## Written exercise
Show each line in the rows below that contains the string "pipe". Case counts.

** BEGIN **

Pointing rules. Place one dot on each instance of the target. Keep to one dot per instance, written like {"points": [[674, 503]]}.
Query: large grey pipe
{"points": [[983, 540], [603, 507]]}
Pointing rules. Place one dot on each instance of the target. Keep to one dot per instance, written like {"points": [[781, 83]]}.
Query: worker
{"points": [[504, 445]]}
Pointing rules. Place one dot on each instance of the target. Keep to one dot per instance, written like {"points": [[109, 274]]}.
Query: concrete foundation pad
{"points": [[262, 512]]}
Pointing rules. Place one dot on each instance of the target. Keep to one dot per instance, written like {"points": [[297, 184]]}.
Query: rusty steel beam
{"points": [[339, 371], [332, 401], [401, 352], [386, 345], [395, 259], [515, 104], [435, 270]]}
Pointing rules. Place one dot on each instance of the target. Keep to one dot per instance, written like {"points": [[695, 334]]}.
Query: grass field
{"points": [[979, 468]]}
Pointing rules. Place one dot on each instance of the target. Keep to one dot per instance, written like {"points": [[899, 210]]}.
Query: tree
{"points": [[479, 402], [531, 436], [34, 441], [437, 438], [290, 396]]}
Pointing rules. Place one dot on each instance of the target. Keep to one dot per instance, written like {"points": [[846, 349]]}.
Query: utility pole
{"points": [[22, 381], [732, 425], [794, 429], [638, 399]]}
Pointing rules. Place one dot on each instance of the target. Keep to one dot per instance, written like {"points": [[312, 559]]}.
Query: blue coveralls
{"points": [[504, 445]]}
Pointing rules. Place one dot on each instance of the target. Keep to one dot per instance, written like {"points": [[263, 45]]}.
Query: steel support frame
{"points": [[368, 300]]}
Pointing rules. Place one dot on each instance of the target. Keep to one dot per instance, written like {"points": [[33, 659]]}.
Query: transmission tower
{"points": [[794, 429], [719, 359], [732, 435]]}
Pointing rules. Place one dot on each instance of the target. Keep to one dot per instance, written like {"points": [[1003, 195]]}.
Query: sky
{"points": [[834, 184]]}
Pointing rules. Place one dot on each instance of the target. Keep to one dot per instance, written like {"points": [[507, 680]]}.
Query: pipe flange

** END **

## Exercise answer
Query: large grey pipe
Query: pipe flange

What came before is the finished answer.